▶ **TRECHO DO DOCUMENTO**:
+ + + + + + +

Contava, contudo, com a proteção do tio Abu Taleb que, apesar de não ter se
convertido, manteve a proteção que lhe concedia desde criança. Esta proteção
foi importante para Maomé, pois ninguém ousaria fazer-lhe mal em respeito ao
velho Abu Taleb. Mas esta proteção não foi de muita valia para os seguidores de
Maomé que foram perseguidos e muitos mortos pelos coraixitas revoltados com a
pregação monoteísta. Maomé insistia que não se tratava de uma nova religião,
pois eram os mesmos ensinamentos de Abraão e de todos os profetas anteriores.
Maomé se via como profeta e sucessor de todos os profetas anteriores. Logo sua
crença ficou conhecida como Islamismo, palavra que significa paz e submissão,
no caso ao Deus Único. Os seguidores do Islamismo foram chamados de muslims, ou muçulmanos, palavra que
significa “aqueles que se submetem”,
no caso a Deus. Os coraixitas não se interessaram pela mensagem e um dos tios
de Maomé, Abu Lahab, foi particularmente rigoroso na perseguição ao sobrinho e
aos seus seguidores. Os muçulmanos começaram a fugir de Meca por medo das
represálias: muitos fugiram para a Abissínia, na África Oriental, onde foram
bem recebidos pelo rei local, que era cristão. Mas a situação em Meca se tornou
tão insuportável, principalmente após a morte de Abu Taleb, que Maomé percebeu
que deveria fugir para se manter vivo. No ano de 622 d.C., doze anos após a primeira
visita do arcanjo Gabriel, Maomé e vários muçulmanos fugiram para a cidade de
Yatrib, localizada ao norte de Meca. Este acontecimento, conhecido como Hégira, marca o início do calendário
islâmico. Em Yatrib Maomé estabeleceu a primeira comunidade islâmica e
construiu a primeira mesquita do Islamismo. Ali os muçulmanos podiam praticar
sua religião livremente, sem medo de perseguições, torturas ou morte. O nome da
cidade foi mudado para Medinat Al Nabil, ou simplesmente Medina, “Cidade do Profeta”.
Mas
a vida em Medina não foi um mar de rosas para os muçulmanos: em primeiro lugar
eles tinham de se entender com as comunidades judaicas da cidade. Maomé era
profeta do Deus Único, o mesmo Deus dos judeus e portanto tolerava os judeus.

+ + + + + + +

▶ **TAREFA PROPOSTA A**: Reproduza sem alterações o trecho do texto sobre Maomé que vai de "Contava, contudo, com" até "e de todos os profetas anteriores.".

▶ **CONJUNTO DE DADOS**:
+ + + + + + +

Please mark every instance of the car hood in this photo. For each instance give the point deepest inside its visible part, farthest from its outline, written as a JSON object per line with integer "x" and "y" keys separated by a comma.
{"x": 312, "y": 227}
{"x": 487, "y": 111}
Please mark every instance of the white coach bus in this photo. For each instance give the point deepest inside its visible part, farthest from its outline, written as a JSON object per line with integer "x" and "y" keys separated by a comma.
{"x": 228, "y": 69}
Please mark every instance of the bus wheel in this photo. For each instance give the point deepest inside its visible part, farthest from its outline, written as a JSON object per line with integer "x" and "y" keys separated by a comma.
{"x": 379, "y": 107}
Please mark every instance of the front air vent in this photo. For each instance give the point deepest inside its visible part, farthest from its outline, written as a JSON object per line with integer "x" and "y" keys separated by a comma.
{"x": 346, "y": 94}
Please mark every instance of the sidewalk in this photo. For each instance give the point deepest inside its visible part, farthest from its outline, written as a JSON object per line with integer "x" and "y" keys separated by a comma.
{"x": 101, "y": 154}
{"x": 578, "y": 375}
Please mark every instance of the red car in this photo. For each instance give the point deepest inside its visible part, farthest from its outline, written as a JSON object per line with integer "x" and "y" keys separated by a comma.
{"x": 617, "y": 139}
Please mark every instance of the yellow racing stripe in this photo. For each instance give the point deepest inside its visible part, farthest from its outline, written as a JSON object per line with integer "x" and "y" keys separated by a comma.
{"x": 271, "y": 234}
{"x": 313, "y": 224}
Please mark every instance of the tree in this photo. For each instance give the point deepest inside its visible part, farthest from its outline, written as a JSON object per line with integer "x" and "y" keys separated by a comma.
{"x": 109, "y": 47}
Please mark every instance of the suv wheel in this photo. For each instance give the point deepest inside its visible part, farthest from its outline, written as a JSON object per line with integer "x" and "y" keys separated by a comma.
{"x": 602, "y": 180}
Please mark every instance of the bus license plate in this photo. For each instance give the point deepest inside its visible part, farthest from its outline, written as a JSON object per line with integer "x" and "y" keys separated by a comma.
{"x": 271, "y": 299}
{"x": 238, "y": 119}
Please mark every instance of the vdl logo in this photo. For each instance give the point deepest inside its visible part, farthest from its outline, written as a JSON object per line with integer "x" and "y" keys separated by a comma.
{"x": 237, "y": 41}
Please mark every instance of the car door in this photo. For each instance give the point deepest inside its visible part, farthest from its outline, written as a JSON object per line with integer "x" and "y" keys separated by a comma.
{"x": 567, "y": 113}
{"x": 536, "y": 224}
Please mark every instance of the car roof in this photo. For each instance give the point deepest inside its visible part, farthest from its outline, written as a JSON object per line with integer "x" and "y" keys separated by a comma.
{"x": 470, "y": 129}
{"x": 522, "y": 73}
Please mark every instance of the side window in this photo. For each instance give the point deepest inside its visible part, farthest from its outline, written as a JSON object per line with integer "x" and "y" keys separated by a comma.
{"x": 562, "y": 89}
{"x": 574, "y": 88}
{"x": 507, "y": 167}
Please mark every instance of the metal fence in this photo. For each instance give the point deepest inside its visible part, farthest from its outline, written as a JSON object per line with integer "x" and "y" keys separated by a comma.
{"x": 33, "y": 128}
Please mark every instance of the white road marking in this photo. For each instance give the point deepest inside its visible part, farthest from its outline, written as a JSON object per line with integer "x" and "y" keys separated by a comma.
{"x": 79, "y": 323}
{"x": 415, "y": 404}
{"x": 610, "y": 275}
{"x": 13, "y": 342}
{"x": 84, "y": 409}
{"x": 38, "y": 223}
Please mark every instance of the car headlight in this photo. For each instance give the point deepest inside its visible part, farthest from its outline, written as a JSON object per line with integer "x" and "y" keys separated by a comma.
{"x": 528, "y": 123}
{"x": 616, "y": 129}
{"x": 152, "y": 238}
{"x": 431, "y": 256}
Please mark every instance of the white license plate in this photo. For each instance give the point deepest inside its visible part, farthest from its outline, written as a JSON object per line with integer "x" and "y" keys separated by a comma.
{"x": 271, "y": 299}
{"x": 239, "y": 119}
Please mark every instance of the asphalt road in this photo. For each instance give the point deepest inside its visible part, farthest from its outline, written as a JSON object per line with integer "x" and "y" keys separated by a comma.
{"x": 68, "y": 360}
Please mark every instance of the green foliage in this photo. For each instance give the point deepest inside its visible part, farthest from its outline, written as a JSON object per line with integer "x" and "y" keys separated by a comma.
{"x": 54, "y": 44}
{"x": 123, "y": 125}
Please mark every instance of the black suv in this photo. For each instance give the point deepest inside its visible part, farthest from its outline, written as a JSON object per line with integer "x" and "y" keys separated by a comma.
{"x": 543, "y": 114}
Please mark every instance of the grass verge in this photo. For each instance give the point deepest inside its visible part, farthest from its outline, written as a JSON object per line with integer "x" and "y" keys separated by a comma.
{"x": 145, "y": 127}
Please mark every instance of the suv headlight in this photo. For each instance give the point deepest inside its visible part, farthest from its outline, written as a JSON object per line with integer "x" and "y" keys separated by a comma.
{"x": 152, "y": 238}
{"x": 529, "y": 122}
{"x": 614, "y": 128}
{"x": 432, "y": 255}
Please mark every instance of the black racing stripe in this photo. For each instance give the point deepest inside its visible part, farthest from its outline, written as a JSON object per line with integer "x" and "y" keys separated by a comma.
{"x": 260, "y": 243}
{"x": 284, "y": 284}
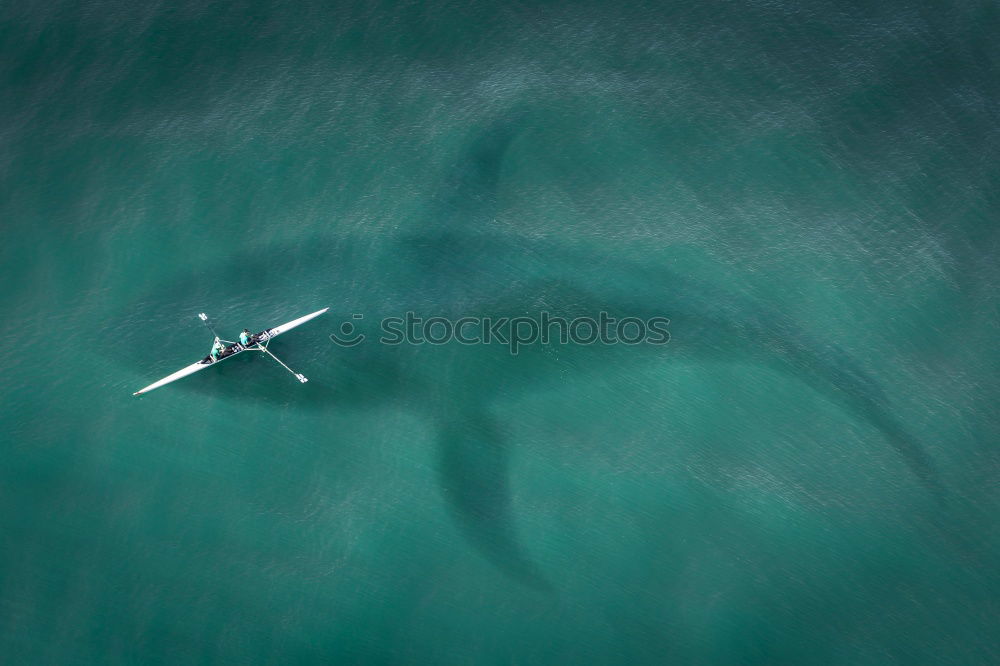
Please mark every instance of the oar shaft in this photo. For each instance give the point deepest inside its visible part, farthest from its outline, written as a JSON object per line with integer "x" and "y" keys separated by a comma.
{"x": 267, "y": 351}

+ + + + + + +

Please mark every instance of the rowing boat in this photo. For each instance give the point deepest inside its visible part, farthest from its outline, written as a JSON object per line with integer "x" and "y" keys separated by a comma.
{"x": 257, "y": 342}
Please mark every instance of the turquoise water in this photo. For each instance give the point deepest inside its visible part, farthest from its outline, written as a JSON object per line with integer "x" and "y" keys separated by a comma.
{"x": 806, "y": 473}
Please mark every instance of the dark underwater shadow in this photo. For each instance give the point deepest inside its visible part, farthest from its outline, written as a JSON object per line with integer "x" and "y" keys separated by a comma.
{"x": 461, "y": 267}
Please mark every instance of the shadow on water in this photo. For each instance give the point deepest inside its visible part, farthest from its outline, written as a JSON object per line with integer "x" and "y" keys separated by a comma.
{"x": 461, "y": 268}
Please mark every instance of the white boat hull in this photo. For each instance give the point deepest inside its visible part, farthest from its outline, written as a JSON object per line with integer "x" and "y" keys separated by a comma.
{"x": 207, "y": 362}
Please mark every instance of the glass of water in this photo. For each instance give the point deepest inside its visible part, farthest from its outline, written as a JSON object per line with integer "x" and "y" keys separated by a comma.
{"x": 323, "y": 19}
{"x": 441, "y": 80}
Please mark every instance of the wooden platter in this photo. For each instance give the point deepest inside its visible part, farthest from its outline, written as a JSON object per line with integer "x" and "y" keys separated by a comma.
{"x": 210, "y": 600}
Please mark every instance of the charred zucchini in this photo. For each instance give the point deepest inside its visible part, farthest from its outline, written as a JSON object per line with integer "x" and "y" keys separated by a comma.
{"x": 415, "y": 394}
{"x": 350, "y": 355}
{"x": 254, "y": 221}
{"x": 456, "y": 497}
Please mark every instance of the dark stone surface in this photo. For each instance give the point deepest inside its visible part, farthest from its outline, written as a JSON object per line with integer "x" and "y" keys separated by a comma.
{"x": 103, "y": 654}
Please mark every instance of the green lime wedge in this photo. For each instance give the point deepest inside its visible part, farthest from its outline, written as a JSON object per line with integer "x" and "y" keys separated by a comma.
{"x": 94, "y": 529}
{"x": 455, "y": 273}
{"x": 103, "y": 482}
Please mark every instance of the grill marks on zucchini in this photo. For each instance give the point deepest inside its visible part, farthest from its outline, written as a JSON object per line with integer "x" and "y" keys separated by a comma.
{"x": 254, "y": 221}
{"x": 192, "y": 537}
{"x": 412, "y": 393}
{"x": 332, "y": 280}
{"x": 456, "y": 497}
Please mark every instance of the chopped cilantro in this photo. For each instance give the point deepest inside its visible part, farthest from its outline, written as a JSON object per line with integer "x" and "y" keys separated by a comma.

+ + + + + + +

▶ **TAREFA PROPOSTA B**: Informe todas as linhas dos registros que contêm a palavra "stripe", copiando cada uma por inteiro.

▶ **RESPOSTA A**:
Contava, contudo, com a proteção do tio Abu Taleb que, apesar de não ter se
convertido, manteve a proteção que lhe concedia desde criança. Esta proteção
foi importante para Maomé, pois ninguém ousaria fazer-lhe mal em respeito ao
velho Abu Taleb. Mas esta proteção não foi de muita valia para os seguidores de
Maomé que foram perseguidos e muitos mortos pelos coraixitas revoltados com a
pregação monoteísta. Maomé insistia que não se tratava de uma nova religião,
pois eram os mesmos ensinamentos de Abraão e de todos os profetas anteriores.

▶ **RESPOSTA B**:
Please mark every instance of the yellow racing stripe in this photo. For each instance give the point deepest inside its visible part, farthest from its outline, written as a JSON object per line with integer "x" and "y" keys separated by a comma.
Please mark every instance of the black racing stripe in this photo. For each instance give the point deepest inside its visible part, farthest from its outline, written as a JSON object per line with integer "x" and "y" keys separated by a comma.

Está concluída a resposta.